Supplied records
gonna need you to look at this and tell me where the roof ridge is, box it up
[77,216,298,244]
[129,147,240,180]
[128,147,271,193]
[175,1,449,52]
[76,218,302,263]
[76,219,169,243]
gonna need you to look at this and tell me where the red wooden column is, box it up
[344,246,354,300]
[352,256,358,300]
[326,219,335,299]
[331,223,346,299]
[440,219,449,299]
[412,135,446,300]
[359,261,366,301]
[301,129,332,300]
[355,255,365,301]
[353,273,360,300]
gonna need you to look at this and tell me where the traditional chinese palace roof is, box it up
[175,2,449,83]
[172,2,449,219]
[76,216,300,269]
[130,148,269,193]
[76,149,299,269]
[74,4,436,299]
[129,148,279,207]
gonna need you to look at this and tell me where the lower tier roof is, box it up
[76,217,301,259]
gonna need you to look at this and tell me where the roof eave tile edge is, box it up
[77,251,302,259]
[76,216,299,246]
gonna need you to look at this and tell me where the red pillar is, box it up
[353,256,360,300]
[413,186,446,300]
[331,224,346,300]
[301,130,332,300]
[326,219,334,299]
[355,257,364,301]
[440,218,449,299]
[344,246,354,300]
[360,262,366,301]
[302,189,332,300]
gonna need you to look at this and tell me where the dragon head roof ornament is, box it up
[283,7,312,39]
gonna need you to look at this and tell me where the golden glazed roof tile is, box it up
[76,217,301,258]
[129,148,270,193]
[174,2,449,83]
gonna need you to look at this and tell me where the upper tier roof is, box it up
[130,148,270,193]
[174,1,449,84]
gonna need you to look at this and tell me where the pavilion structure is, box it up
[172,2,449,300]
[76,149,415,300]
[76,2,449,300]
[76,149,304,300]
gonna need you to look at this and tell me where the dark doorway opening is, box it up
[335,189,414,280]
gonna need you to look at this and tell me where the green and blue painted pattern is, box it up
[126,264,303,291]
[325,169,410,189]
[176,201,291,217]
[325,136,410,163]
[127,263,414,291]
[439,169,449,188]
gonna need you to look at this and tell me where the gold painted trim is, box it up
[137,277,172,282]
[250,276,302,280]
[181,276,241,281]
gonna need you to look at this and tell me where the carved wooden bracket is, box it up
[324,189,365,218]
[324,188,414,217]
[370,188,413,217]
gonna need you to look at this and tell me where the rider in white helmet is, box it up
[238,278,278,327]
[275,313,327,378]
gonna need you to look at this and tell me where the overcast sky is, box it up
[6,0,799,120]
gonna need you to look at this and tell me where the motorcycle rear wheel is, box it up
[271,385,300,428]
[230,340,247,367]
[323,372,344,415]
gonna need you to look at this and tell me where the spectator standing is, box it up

Task directions
Reproduce every entry above exactly as it was written.

Result for this exercise
gonna need you to look at this and tell me where the roof ridge is, box it up
[77,216,298,244]
[129,147,240,180]
[128,147,271,193]
[175,1,449,52]
[76,218,302,263]
[76,219,169,243]
gonna need you to look at this and tell me where the red wooden column is, box it up
[344,246,354,300]
[352,256,358,300]
[326,219,335,299]
[331,223,346,299]
[440,219,449,299]
[412,135,446,300]
[359,261,366,301]
[301,129,332,300]
[355,255,365,301]
[353,273,360,300]
gonna need you to look at this and tell me where the traditional chinese palace roof is, box it up
[175,2,449,83]
[172,2,449,219]
[76,216,300,269]
[130,148,269,193]
[76,149,299,269]
[74,4,436,299]
[129,148,279,207]
gonna need you to look at this and tell me where the lower tier roof is, box it up
[76,217,301,259]
gonna need you to look at this and tell me where the roof eave tile edge is, box it up
[77,251,302,259]
[76,216,299,246]
gonna need you to look at this and tell me where the red pillar is, box it up
[353,256,360,300]
[413,186,446,300]
[331,224,346,300]
[301,130,332,300]
[326,219,334,299]
[355,257,364,301]
[440,218,449,299]
[344,246,354,300]
[360,262,366,301]
[302,189,332,300]
gonna need you to look at this and tell me where the dragon head roof ornament is, box it up
[283,7,312,39]
gonna need you to look at this and tell me where the golden glazed roof tile is, box it up
[76,217,301,258]
[129,148,270,193]
[174,2,449,83]
gonna need you to look at this and tell me where the upper tier roof is, box it up
[130,148,270,193]
[174,1,449,84]
gonna need you to look at this and tell me where the pavilion structure is, box it up
[172,2,449,300]
[76,149,415,300]
[76,2,449,300]
[76,149,304,300]
gonna need you to look at this and tell me where the dark doorway opening is, box it up
[335,189,414,280]
gonna need you to look at this and tell me where the green and blue painted pattern is, box it up
[126,264,303,291]
[325,169,410,189]
[176,201,291,217]
[325,136,410,163]
[127,263,414,291]
[439,169,449,188]
gonna need you to look at this and tell me where the gold painted trim is, box it up
[137,277,172,282]
[250,276,302,280]
[181,276,241,281]
gonna need you to look at this and tell me where the carved wooden bracket is, box it up
[324,189,365,218]
[324,188,414,217]
[370,188,413,217]
gonna need you to look at this and tell me where the rider in white helmet is, box it up
[238,278,278,327]
[275,313,327,378]
gonna need you to look at this and tell me where the overcast sky is, box it up
[6,0,799,120]
gonna need you to look at this and tell me where the motorcycle rear wheel is, box it up
[271,385,300,428]
[230,340,247,367]
[323,372,344,415]
gonna need you to look at this and tell me where the spectator standing is, box it up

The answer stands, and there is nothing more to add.